**Required task**
Please continue the employment agreement amendment below, starting after its last sentence. The data that follows it is separate and not part of the amendment.

FIFTH AMENDMENT TO EMPLOYMENT AGREEMENT

          FIFTH AMENDMENT dated as of December ___, 2008 (this “Amendment”) to EMPLOYMENT AGREEMENT dated as of                      , as amended (the “Agreement”) by and between TRW Automotive Inc. (the “Company”) and                                          (“Executive”).

          WHEREAS, in order to comply with Section 409A of the Internal Revenue Code of 1986 and the Treasury Regulations and related guidance promulgated thereunder, Executive and Company desire to amend the Agreement as set forth below.

          In consideration of the premises and mutual covenants herein, the parties agree as follows:

          1. Defined Terms. Capitalized terms used herein but not defined shall have the meanings assigned to them in the Agreement.

          2. Amendment to Section 4 of the Agreement . The [second from] last sentence of Section 4 of the Agreement is amended in its entirety, effective January 1, 2009, to read as follows:

“Any Annual Bonus declared by the Company shall be paid to Executive in the calendar year following the year to which it relates, as soon as administratively practicable following the determination of the Annual Bonus, but in no event later than March 15th of the calendar year following the year to which the Annual Bonus relates.”

          3. Amendment to Sections 5 and 6 of the Agreement . Sections 5 and 6 of the Agreement are each amended, effective January 1, 2009, by adding the following new sentence to the end thereof:

“To the extent any reimbursement or in-kind benefit provided herein is includable in Executive’s income, any such reimbursements or benefits shall be paid promptly to Executive in accordance with past practice (if any), but in no event later than December 31st of the year following the year in which Executive incurs the expense, and the amount of any reimbursement or in-kind benefit provided in one year shall not affect the amount of any such reimbursement or benefit provided in a subsequent year.”

**Record excerpts**
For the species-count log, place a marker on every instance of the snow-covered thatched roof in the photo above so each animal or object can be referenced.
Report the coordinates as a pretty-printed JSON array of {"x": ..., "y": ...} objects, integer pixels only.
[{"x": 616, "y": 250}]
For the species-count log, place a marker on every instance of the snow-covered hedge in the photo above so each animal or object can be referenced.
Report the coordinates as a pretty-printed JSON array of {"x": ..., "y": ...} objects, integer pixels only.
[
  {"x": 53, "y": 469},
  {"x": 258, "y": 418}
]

**Output of the task**
          4. Amendment to Section 7.c.(ii) of the Agreement . Section 7.c.(ii) of the Agreement shall be amended in its entirety, effective January 1, 2009, to read as follows:

          “For purposes of this Agreement, “Good Reason” shall mean

(A) the failure of the Company to pay or cause to be paid or provide Executive’s Base Salary, Annual Bonus or Employee Benefits when due hereunder,

(B) any requirement that Executive’s principal office shall be located other than within the Michigan counties of Wayne, Oakland, Macomb and Washtenaw,

(C) any adverse change in Executive’s reporting relationship, or

 


 

(D) any material diminution for a period of at least 30 days in Executive’s authority or responsibilities from those described in Section 2 hereof;

provided , that the events described in clauses (A), (B), (C), or (D) of this Section 7(c)(ii) shall constitute Good Reason only if the Company fails to cure such event within

(1) thirty days after receipt from Executive of written notice of the event which constitutes Good Reason pursuant to clauses (B), (C) or (D) or

(2) ten days after receipt from Executive of written notice of the event which constitutes Good Reason pursuant to clause (A) or such greater period of time, but not more than thirty days, as shall be required by Section 409A of the Internal Revenue Code of 1986 (the “Code”) and the Treasury Regulations and related guidance promulgated thereunder (collectively referred to herein as “Section 409A”).”

          5. Amendment to Section 7.c.(iv) of the Agreement . Section 7.c.(iv) of the Agreement shall be amended, effective January 1, 2009, by adding the following new sentence to the end thereof:

“Notwithstanding anything to the contrary herein, in the event the Change in Control occurs within the first six (6) months following Executive’s separation from service, payment of the amounts described in (x) and (y), to the extent they constitute Excess Amounts (as defined in Section 7.h.(ii)(B)), shall not be paid until the six-month anniversary of the date of Executive’s separation from service, in accordance with the requirements of Section 7.h.”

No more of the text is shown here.